▼
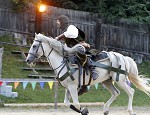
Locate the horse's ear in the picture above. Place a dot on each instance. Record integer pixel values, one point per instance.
(35, 34)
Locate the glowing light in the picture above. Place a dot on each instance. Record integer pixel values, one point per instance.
(42, 8)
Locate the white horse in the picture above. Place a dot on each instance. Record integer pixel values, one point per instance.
(52, 49)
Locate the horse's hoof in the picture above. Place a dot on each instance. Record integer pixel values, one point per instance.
(106, 113)
(85, 111)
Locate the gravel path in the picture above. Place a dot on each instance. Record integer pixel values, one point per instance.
(64, 111)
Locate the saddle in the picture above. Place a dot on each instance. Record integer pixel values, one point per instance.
(80, 60)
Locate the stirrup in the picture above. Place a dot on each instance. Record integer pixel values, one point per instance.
(94, 75)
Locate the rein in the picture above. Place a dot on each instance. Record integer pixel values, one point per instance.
(35, 55)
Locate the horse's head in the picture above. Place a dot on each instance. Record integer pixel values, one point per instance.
(36, 49)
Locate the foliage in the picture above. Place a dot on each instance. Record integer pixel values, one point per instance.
(12, 69)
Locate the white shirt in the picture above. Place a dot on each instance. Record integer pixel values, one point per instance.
(71, 32)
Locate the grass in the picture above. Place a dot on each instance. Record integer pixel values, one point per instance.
(12, 65)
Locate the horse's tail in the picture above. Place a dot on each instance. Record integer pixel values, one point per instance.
(138, 80)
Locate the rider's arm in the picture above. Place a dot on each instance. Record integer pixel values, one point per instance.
(71, 32)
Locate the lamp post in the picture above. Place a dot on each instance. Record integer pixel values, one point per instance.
(38, 17)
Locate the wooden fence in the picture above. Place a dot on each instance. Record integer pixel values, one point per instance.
(121, 36)
(128, 38)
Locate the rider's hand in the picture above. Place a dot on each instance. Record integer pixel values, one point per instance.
(85, 44)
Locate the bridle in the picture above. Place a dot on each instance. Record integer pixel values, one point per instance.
(35, 54)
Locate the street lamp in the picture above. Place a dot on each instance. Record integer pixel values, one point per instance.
(42, 8)
(38, 17)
▲
Copy every entry above word for word, without the pictures.

Locate the horse's ear in the picture above. Place a dot on each instance. Record integer pixel values, one point per instance.
(35, 34)
Locate the glowing light in the picture above. Place a dot on each instance. Record integer pixel values, one point per instance.
(42, 8)
Locate the white horse in the picture above. Place a dot on each instance. Record integer pixel values, one point per instance.
(52, 49)
Locate the horse's hoof in the picture above. Place a dot on each instance. Record integer pixel values, one point per instance.
(106, 113)
(85, 111)
Locate the gravel path in the picture above. Place a dot on each instance. Record integer pixel values, one point per instance.
(64, 111)
Locate the saddle in the picture above. Place a dot on each instance. Record integer pixel values, one point per instance.
(80, 60)
Locate the stirrup in the picture above. Place a dot on each instance. Record integer pixel values, one point per instance.
(94, 75)
Locate the rein in the picture above. Place a dot on each instance. Record integer pixel values, one point per instance.
(35, 55)
Locate the horse's head in the picture above. Place a dot on each instance. Record integer pixel values, one point per instance.
(36, 49)
Locate the foliage in the picture above. Place a dot on each instance. Record integer pixel values, one point per instance.
(12, 69)
Locate the white shirt in the picture above. Place a dot on each instance. Record integer pixel values, one point per instance.
(71, 32)
Locate the grass in the picture above. Place a dot on each instance. Record integer pixel values, one point per instance.
(12, 65)
Locate the horse's tail in the picture above. Place a dot on each instance. Record integer pixel values, one point per instance.
(138, 80)
Locate the rider's arm in the picture above. Place a dot on each instance. Record integer pixel values, one point per instance.
(71, 32)
Locate the lamp post in the picture above. Place a dot on each instance. Record integer pixel values, one point per instance.
(38, 17)
Locate the wooden fence in the picture above. Place a dot on each instance. Record integer pixel values, one point per instance.
(121, 36)
(128, 38)
Locate the rider's hand in the picture above. Place a dot on each instance. Record integer pixel values, one point per instance.
(85, 44)
Locate the bridle in the picture above. Place a dot on each instance. Record integer pixel values, one point per instance.
(35, 54)
Locate the street lamp in the picture above. Place a dot on each instance. Record integer pixel values, one point per instance.
(42, 8)
(38, 17)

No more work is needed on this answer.